If an entry below contains an image, drop the image and retype the rest exactly.

**DATA EXTRACTS**:
────

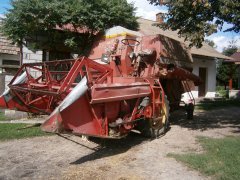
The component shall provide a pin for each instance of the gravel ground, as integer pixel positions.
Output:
(134, 157)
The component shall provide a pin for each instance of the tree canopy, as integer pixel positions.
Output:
(198, 18)
(29, 18)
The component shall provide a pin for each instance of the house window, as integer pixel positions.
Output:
(55, 55)
(10, 62)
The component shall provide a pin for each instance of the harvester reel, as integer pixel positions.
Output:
(127, 42)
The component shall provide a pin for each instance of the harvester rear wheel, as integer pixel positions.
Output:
(153, 128)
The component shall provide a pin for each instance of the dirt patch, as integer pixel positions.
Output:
(131, 158)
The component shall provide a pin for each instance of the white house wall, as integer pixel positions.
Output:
(6, 77)
(32, 57)
(210, 65)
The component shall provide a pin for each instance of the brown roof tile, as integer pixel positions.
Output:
(147, 28)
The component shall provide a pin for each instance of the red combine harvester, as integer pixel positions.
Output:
(124, 84)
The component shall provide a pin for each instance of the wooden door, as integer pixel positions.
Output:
(202, 86)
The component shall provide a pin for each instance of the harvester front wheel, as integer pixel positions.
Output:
(153, 128)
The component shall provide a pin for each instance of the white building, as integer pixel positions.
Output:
(204, 59)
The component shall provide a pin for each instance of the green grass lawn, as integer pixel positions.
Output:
(220, 160)
(209, 105)
(13, 131)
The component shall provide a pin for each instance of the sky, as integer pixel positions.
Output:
(147, 11)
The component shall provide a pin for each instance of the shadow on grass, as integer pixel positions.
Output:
(215, 114)
(111, 147)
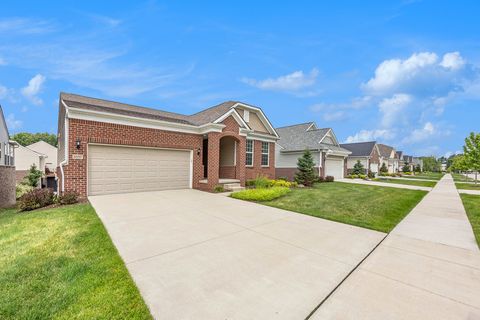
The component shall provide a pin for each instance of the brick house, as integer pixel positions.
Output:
(107, 147)
(366, 152)
(328, 155)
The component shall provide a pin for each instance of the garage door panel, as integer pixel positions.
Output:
(114, 169)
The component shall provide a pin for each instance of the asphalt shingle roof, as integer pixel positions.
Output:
(297, 138)
(360, 149)
(203, 117)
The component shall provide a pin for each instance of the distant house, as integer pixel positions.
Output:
(295, 139)
(389, 157)
(365, 152)
(7, 165)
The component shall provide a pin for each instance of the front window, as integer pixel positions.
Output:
(249, 153)
(265, 153)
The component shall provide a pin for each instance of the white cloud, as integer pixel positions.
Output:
(370, 135)
(392, 109)
(290, 82)
(25, 26)
(334, 116)
(426, 132)
(33, 88)
(13, 123)
(452, 60)
(3, 92)
(422, 75)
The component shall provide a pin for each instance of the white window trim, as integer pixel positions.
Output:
(268, 155)
(253, 153)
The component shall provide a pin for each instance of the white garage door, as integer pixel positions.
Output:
(334, 167)
(113, 169)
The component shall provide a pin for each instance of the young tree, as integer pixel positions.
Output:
(306, 174)
(358, 168)
(33, 176)
(384, 168)
(471, 149)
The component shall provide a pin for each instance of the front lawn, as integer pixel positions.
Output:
(468, 186)
(372, 207)
(420, 183)
(426, 175)
(61, 264)
(472, 206)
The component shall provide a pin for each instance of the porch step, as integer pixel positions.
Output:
(233, 187)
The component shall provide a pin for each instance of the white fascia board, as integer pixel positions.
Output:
(81, 114)
(236, 116)
(262, 117)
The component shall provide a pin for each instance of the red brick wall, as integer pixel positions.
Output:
(257, 169)
(107, 133)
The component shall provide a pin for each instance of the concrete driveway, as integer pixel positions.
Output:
(196, 255)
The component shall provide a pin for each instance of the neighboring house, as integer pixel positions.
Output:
(49, 180)
(7, 165)
(25, 158)
(109, 147)
(365, 152)
(48, 150)
(389, 157)
(329, 156)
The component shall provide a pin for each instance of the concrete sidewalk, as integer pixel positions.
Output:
(384, 184)
(427, 268)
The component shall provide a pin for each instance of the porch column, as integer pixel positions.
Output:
(240, 160)
(213, 159)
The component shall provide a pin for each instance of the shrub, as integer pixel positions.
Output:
(306, 171)
(358, 168)
(22, 189)
(265, 194)
(36, 198)
(329, 179)
(32, 177)
(69, 197)
(281, 183)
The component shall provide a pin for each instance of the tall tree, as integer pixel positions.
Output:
(471, 150)
(306, 174)
(27, 138)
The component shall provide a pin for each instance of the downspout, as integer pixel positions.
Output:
(65, 160)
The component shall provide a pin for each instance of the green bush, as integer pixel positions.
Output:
(262, 194)
(36, 198)
(69, 197)
(21, 189)
(219, 188)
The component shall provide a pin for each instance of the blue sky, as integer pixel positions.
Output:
(406, 73)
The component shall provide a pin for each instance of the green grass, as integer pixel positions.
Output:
(468, 186)
(472, 206)
(419, 183)
(61, 264)
(426, 175)
(261, 194)
(457, 177)
(372, 207)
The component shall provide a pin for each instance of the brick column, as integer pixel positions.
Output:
(213, 159)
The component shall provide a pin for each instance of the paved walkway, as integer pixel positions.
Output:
(197, 255)
(427, 268)
(385, 184)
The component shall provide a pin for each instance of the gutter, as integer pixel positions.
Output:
(65, 160)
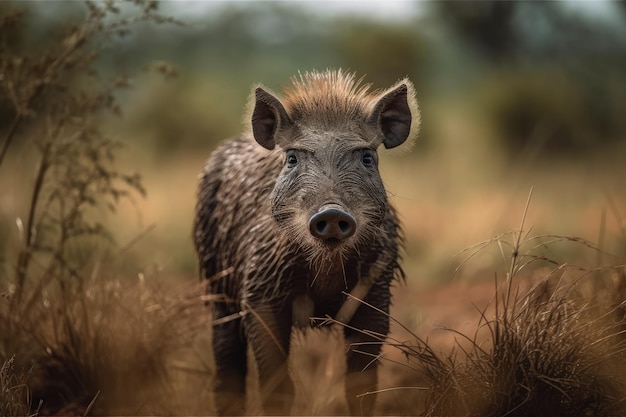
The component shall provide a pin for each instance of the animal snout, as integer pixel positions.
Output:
(332, 224)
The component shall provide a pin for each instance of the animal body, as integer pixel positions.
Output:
(291, 217)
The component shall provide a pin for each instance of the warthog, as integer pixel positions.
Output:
(292, 217)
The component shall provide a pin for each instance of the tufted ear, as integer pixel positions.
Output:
(268, 117)
(392, 114)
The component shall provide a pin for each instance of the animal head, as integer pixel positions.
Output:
(329, 196)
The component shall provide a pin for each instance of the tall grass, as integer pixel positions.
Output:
(91, 341)
(556, 350)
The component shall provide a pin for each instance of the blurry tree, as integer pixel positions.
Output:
(524, 44)
(382, 52)
(486, 26)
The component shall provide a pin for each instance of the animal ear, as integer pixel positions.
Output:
(392, 114)
(268, 117)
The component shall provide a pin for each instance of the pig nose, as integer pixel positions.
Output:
(332, 222)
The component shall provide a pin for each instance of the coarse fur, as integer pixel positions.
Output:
(315, 148)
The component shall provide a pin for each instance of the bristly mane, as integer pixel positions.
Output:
(327, 97)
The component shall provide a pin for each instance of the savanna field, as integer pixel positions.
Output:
(512, 203)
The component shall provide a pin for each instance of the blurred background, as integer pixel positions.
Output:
(513, 95)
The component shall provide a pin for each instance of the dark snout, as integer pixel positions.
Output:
(332, 224)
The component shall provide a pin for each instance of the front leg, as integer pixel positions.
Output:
(363, 337)
(268, 330)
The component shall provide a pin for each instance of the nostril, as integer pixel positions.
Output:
(321, 227)
(344, 226)
(332, 223)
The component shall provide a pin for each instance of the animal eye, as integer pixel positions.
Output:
(368, 158)
(292, 159)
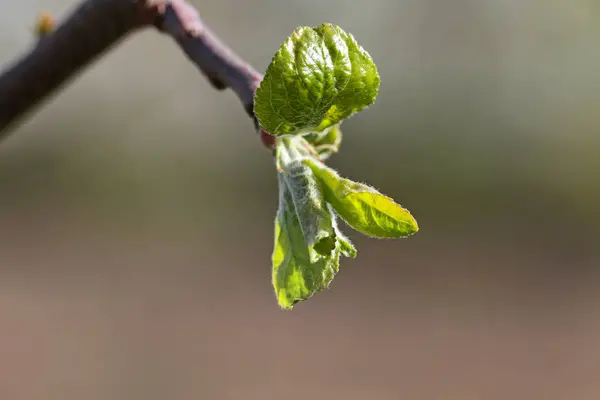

────

**THE ANSWER**:
The component shall provide a pin for each instance of the gravel ground, as integer pixel positions.
Output:
(134, 157)
The component shall provide a pin for each instance of the tree canopy, as integer pixel positions.
Output:
(198, 18)
(29, 18)
The component shall provide a pin for each instance of the house window, as integer pixel positions.
Output:
(55, 55)
(10, 62)
The component shall provide a pin for each instance of the harvester reel, as integer pixel positions.
Output:
(127, 42)
The component shall provide a pin for each instance of the harvester rear wheel, as integer pixel positions.
Output:
(153, 128)
The component shall provide a pin for each instance of the dirt patch, as integer pixel positions.
Output:
(131, 158)
The component shall provide a pin for each instance of the white house wall, as integer pixel positions.
Output:
(6, 77)
(32, 57)
(210, 65)
The component shall provide a pin for each instance of the brown roof tile, as integer pixel positions.
Output:
(147, 28)
The component shall provide a pin for each instance of the red combine harvester, as integer pixel positions.
Output:
(124, 84)
The component shall provide a pin for each instance of the wooden door, as integer pixel positions.
Output:
(202, 86)
The component shall provide a pin for each instance of the harvester front wheel, as integer pixel positions.
Output:
(153, 128)
The component shall provide a pin for each instance of the white building, as integer pixel positions.
Output:
(204, 59)
The component shall provide a pin for each instance of the green grass lawn, as integer pixel positions.
Output:
(220, 160)
(209, 105)
(13, 131)
The component shall provide a pin for each instance of the sky, as integer pixel positions.
Output:
(147, 11)
The component shall provide a pin for each instance of the shadow on grass, as integer pixel positions.
Output:
(215, 114)
(111, 147)
The component shall provide a pin for each instance of the brick house, as integer pixel positions.
Output:
(107, 147)
(366, 152)
(328, 155)
The component shall provide a pin for each instance of the garage door panel, as integer pixel positions.
Output:
(114, 169)
The component shall provide a pin for each instance of the asphalt shingle roof, as integer pixel positions.
Output:
(297, 138)
(360, 149)
(203, 117)
The component shall provide a pin for each instance of the distant house, as integer pixel positions.
Output:
(295, 139)
(389, 157)
(365, 152)
(7, 165)
The component shall provide a pin for each instance of the front window, as integer pixel positions.
Output:
(249, 153)
(265, 153)
The component shall provide a pin for each instance of the white cloud, as integer pixel positions.
Output:
(370, 135)
(392, 109)
(290, 82)
(25, 26)
(334, 116)
(426, 132)
(33, 88)
(13, 123)
(452, 60)
(3, 92)
(422, 75)
The component shall provide a pin for each instance of the white window trim, as integer pixel positions.
Output:
(268, 155)
(253, 153)
The component shall provide a pin for each instance of the white garage door, as integer pixel positions.
Output:
(334, 167)
(113, 169)
The component shall provide a pin for each instance of the young tree, as integer pixel positions.
Output:
(306, 174)
(358, 168)
(33, 176)
(384, 168)
(471, 149)
The component shall provide a pin for each instance of the front lawn, as integer pixel positions.
Output:
(468, 186)
(372, 207)
(420, 183)
(426, 175)
(61, 264)
(472, 206)
The component shall provide a pin for each instance of the porch step, as integer pixel positions.
Output:
(233, 187)
The component shall provide a pin for each instance of the white fascia board, as integer pixel positions.
Output:
(81, 114)
(236, 116)
(262, 117)
The component shall provide a pin for each instance of the red brick wall, as integer pixel positions.
Output:
(257, 169)
(107, 133)
The component shall provide a pin for each instance of the concrete driveway, as integer pixel positions.
Output:
(196, 255)
The component shall provide a pin for each instance of the neighboring house, as integer pixel positions.
Output:
(49, 180)
(7, 165)
(25, 158)
(109, 147)
(365, 152)
(48, 150)
(389, 157)
(329, 156)
The component shall provide a pin for each instance of the concrete sidewalk, as integer pixel positions.
Output:
(384, 184)
(427, 268)
The component shall provide a pin for each instance of the porch column, as integer pixel positions.
Output:
(240, 160)
(213, 159)
The component shall provide a pin for each instance of the shrub, as integer pixel positions.
Output:
(306, 171)
(358, 168)
(22, 189)
(265, 194)
(36, 198)
(329, 179)
(32, 177)
(69, 197)
(281, 183)
The component shall provide a pin for each instance of the tall tree, as integer pixel positions.
Output:
(471, 150)
(306, 174)
(27, 138)
The component shall provide a pin for each instance of the downspout, as integer pixel positions.
Output:
(65, 160)
The component shall provide a pin for each instance of the green bush, as integer pixel positions.
Output:
(262, 194)
(36, 198)
(69, 197)
(21, 189)
(219, 188)
The component shall provide a pin for each instance of the blue sky, as integer pixel positions.
Output:
(406, 73)
The component shall provide a pin for each instance of the green grass, as integer pixel positions.
Output:
(468, 186)
(472, 206)
(419, 183)
(61, 264)
(426, 175)
(261, 194)
(457, 177)
(372, 207)
The component shall provide a pin for each instance of the brick column, as integer pixel positions.
Output:
(213, 159)
The component shall provide a pin for each instance of the paved walkway, as integer pixel positions.
Output:
(197, 255)
(427, 268)
(385, 184)
The component shall provide a pin for each instance of the gutter, as integer pixel positions.
Output:
(65, 160)
The component shall provide a pin for each instance of the animal snout, as integer pixel positions.
Output:
(332, 224)
The component shall provide a pin for each instance of the animal body, as integer pixel positions.
Output:
(291, 217)
The component shall provide a pin for each instance of the warthog, as integer pixel positions.
Output:
(292, 217)
The component shall provide a pin for each instance of the tufted ear, as integer pixel positions.
Output:
(268, 117)
(392, 114)
The component shall provide a pin for each instance of the animal head, as integer pixel positions.
Output:
(329, 196)
The component shall provide a pin for each instance of the tall grass, as integer pixel positions.
Output:
(91, 341)
(556, 350)
The component shall provide a pin for each instance of the blurry tree, as integer pixel positions.
Output:
(524, 44)
(382, 52)
(486, 26)
The component shall provide a pin for each instance of the animal ear, as integer pixel positions.
Output:
(392, 114)
(268, 117)
The component shall provide a pin for each instance of the pig nose, as integer pixel positions.
Output:
(332, 222)
The component shall provide a pin for each instance of the coarse fur, as integer pixel positions.
Output:
(315, 148)
The component shall provide a pin for each instance of the bristly mane, as integer pixel positions.
Output:
(327, 97)
The component shall provide a pin for each instance of the savanna field, as integer pixel positions.
Output:
(512, 203)
The component shall provide a pin for each instance of the blurred background, as integer pixel positions.
Output:
(513, 95)
The component shall provide a pin for each instance of the dark snout, as integer pixel positions.
Output:
(332, 224)
The component shall provide a pin for each instance of the front leg, as integer pixel positions.
Output:
(363, 337)
(268, 330)
The component shall provide a pin for each instance of the nostril, as integer pixel positions.
Output:
(321, 227)
(344, 226)
(332, 223)
The component shall provide a pin for each instance of the animal eye, as integer pixel positions.
Output:
(368, 158)
(292, 159)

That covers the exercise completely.